EXCERPTED TEXT
Back in Protons (53) a formula I wrote down how to work out the F:N ratio of (even chain) fatty acids with varying double bonds:
F/N = (n-1-db)/(2n-1)
where n is the length of the carbon chain and db is the number of double bonds.
Oleic C18 is 18-1-1 divided by 36-1, ie 16/35 = 0.457
Linoleic 18-1-2 divided by 36-1, ie 15/35 = 0.423
This is fine up to C18 but C20 and above are targeted to peroxisomes rather than mitochondria so the need for an F:N ratio fades. Peroxisomes have their own signalling systems but research on them is in its infancy.
Anyhoo, Tucker mentioned off blog that during the multistep processing of double bonds there is a step which consumes NADPH. This will have to be re-reduced from the resultant NADP+ by the Krebs Cycle where NADH producing steps have iso enzymes capable of generating NADPH instead of NADH. That reduces the NADH supply to the electron transport chain by 1 NADH per double bond requiring NADPH, so complicates the formula.
The formula ends up as:
F/N = (n-1-db)/(2n-1-db)
It makes a relatively small change to the ratio as the denominator is a much larger number than the numerator.

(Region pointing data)

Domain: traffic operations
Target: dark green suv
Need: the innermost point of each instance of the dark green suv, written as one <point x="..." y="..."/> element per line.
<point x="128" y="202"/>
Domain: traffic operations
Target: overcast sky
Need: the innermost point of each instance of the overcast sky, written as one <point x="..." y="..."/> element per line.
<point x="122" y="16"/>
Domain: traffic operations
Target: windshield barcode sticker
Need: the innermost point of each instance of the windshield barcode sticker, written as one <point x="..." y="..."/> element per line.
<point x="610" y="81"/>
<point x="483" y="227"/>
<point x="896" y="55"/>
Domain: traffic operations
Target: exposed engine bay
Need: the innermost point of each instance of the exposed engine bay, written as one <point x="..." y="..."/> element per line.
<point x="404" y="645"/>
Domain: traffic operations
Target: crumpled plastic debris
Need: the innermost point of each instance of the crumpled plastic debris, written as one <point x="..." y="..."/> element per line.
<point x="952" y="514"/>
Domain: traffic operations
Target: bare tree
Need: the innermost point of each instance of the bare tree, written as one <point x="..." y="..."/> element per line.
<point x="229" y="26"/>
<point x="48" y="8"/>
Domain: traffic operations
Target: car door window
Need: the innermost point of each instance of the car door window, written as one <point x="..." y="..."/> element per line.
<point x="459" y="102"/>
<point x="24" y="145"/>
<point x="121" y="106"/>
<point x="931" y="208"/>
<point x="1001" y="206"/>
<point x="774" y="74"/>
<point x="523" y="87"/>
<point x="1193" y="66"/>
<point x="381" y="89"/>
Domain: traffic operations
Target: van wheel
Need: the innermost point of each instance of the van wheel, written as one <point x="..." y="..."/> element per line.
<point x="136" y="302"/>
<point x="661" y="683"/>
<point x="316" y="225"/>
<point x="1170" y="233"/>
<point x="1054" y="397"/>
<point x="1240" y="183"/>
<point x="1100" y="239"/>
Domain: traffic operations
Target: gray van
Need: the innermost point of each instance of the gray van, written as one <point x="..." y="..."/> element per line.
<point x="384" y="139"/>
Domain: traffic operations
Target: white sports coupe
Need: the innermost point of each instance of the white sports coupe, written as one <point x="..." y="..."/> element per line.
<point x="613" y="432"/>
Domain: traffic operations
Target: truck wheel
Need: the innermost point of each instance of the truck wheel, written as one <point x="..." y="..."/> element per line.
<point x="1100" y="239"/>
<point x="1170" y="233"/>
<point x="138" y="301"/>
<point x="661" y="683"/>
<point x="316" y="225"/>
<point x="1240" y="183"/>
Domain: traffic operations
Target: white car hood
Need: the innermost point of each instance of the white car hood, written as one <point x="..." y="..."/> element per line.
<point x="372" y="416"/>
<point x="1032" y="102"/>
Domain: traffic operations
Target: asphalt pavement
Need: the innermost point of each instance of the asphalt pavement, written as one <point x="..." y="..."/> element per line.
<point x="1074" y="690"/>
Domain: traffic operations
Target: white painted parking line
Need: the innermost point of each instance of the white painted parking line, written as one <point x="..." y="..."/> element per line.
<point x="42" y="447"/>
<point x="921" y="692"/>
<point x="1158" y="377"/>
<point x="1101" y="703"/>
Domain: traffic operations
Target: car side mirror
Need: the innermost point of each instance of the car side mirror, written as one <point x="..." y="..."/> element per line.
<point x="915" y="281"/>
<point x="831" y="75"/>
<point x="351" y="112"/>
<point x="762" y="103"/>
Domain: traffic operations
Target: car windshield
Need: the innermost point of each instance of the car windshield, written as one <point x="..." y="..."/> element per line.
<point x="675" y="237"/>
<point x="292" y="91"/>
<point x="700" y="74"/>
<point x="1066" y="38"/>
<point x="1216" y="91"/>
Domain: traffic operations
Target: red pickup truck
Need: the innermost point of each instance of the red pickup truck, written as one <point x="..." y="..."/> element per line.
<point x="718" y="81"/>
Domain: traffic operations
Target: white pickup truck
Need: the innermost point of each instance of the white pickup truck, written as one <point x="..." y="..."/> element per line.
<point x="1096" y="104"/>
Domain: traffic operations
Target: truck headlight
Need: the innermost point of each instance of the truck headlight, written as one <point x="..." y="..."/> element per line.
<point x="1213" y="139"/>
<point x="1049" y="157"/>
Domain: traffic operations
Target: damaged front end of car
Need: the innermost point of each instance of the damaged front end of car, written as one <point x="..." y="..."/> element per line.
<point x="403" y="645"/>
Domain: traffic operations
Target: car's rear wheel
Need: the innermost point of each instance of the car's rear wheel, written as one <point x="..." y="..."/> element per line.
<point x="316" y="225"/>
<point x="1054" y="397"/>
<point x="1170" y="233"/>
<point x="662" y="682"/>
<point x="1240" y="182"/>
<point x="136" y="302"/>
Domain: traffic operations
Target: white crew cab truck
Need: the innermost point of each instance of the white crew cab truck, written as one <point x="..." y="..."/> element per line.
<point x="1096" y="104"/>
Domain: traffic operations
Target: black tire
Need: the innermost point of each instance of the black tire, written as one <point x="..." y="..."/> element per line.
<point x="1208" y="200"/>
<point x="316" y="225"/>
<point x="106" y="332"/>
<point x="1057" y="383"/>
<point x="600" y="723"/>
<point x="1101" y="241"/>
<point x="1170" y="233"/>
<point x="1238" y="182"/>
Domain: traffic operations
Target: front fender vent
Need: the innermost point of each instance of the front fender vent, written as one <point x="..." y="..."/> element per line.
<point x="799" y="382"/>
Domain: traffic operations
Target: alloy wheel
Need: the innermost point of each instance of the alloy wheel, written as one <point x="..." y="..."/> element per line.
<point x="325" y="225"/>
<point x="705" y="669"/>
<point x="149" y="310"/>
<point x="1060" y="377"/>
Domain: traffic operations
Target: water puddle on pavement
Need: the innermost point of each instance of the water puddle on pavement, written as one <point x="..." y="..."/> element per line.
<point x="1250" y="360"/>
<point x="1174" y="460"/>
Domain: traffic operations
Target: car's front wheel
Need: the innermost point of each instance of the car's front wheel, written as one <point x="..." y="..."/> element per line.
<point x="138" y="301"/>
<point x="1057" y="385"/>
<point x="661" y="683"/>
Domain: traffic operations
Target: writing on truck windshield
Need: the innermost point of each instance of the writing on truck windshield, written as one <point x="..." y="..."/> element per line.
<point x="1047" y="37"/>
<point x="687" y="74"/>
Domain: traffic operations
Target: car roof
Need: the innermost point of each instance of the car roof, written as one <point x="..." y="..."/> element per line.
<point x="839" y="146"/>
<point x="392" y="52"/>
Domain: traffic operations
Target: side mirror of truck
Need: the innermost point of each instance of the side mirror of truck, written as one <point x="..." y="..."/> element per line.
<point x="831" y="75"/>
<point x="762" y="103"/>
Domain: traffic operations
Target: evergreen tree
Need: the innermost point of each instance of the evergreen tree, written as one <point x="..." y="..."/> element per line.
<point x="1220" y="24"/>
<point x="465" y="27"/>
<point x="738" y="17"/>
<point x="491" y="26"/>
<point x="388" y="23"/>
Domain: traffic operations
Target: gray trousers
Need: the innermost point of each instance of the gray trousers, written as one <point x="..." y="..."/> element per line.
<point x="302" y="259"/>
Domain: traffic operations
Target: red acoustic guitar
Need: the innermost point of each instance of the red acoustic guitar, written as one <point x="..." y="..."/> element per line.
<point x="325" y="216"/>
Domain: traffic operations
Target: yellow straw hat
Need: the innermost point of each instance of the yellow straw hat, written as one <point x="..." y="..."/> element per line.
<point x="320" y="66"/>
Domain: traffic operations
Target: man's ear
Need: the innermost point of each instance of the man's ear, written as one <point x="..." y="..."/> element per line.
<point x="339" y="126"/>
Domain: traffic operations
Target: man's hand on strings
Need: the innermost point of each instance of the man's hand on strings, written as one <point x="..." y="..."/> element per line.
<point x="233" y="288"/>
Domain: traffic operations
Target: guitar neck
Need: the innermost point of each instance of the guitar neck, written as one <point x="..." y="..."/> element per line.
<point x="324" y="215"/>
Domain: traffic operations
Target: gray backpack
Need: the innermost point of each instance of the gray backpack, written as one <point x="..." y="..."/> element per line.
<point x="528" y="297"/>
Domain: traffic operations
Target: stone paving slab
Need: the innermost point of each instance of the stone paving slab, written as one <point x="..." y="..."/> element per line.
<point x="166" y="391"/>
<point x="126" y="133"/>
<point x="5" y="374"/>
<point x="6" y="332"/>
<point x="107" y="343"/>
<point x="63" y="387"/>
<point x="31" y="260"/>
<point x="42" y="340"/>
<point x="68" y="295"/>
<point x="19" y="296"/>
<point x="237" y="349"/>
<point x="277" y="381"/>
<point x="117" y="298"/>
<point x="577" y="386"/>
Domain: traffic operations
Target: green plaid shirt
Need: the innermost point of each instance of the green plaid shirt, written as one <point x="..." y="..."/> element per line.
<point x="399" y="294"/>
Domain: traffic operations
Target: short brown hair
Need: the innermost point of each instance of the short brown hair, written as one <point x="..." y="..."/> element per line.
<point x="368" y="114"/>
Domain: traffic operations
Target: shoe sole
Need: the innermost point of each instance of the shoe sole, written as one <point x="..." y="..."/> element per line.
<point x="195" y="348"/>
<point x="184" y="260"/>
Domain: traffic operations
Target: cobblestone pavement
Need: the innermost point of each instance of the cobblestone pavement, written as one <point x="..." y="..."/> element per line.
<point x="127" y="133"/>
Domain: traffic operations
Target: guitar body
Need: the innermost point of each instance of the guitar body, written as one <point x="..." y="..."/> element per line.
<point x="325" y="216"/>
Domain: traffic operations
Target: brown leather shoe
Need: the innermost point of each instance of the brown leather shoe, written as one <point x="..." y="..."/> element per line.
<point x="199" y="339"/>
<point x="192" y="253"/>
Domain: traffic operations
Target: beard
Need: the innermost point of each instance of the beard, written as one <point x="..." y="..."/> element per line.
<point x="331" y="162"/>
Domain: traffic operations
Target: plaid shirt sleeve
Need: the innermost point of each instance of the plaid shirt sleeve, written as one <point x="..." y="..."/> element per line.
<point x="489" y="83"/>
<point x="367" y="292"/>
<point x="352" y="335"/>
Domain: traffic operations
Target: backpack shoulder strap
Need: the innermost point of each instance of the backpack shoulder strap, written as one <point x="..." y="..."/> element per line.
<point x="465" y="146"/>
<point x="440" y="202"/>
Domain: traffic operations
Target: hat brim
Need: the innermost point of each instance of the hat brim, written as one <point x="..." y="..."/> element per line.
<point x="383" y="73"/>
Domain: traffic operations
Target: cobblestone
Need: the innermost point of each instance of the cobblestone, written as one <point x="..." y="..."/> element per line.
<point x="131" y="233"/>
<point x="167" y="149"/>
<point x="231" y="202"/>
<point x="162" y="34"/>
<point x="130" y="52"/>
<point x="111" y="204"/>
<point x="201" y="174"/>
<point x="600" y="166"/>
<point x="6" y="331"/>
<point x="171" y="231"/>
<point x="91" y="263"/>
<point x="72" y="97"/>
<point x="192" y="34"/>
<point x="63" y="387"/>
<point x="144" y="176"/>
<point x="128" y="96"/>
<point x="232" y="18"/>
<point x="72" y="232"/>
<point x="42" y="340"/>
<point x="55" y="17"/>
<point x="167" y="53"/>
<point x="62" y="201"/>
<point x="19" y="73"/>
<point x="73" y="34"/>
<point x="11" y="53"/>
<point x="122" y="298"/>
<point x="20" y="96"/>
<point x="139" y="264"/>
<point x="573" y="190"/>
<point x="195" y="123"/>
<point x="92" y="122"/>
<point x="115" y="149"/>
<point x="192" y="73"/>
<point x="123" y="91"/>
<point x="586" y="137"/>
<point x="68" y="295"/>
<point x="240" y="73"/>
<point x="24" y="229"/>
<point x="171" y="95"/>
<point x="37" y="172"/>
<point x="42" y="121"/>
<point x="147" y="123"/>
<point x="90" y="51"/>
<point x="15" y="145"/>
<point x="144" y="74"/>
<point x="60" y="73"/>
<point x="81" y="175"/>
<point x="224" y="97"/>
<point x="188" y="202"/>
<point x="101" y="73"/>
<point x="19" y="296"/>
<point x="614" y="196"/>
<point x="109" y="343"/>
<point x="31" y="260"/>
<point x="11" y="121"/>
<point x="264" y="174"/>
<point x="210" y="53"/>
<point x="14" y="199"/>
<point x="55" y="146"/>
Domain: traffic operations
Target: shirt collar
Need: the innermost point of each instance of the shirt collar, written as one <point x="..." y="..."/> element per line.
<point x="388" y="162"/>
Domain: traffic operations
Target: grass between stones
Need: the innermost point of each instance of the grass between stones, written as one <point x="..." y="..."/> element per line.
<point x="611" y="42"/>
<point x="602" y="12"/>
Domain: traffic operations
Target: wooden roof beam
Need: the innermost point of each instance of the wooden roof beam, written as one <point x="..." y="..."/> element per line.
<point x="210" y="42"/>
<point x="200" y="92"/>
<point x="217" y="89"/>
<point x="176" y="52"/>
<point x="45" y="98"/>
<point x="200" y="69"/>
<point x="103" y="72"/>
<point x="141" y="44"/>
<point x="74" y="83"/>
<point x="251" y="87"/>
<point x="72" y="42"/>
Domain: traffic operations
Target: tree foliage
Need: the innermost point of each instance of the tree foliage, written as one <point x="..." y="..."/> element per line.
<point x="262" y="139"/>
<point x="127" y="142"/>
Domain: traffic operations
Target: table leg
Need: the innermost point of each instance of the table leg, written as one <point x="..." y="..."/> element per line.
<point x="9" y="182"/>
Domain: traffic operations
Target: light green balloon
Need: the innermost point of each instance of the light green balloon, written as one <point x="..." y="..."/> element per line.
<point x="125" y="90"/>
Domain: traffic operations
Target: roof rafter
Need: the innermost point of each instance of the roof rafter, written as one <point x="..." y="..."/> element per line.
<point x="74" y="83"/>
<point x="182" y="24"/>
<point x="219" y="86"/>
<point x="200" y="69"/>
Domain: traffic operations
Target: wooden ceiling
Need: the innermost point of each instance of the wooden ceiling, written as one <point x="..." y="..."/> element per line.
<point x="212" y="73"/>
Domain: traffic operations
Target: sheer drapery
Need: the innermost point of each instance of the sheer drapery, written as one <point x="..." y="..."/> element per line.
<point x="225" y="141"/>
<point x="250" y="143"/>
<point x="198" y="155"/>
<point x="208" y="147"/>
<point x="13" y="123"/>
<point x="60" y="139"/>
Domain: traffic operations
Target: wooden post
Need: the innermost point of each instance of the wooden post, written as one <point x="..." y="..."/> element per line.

ACTION ITEM
Reproduce the post on F:N ratios of fatty acids from "where n is the" to "in its infancy.". The data above were taken from a separate source.

EXPECTED ANSWER
where n is the length of the carbon chain and db is the number of double bonds.
Oleic C18 is 18-1-1 divided by 36-1, ie 16/35 = 0.457
Linoleic 18-1-2 divided by 36-1, ie 15/35 = 0.423
This is fine up to C18 but C20 and above are targeted to peroxisomes rather than mitochondria so the need for an F:N ratio fades. Peroxisomes have their own signalling systems but research on them is in its infancy.